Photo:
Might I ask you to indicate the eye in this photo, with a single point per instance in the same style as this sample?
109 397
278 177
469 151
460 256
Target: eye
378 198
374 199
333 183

### Goal of the exercise
Please copy out every line of the material above without changing anything.

### Full solution
Photo:
Might I ask you to indicate the eye in this photo, with a single point per instance in the same style as this sample?
109 397
278 177
469 151
460 256
Target: eye
378 198
374 199
333 183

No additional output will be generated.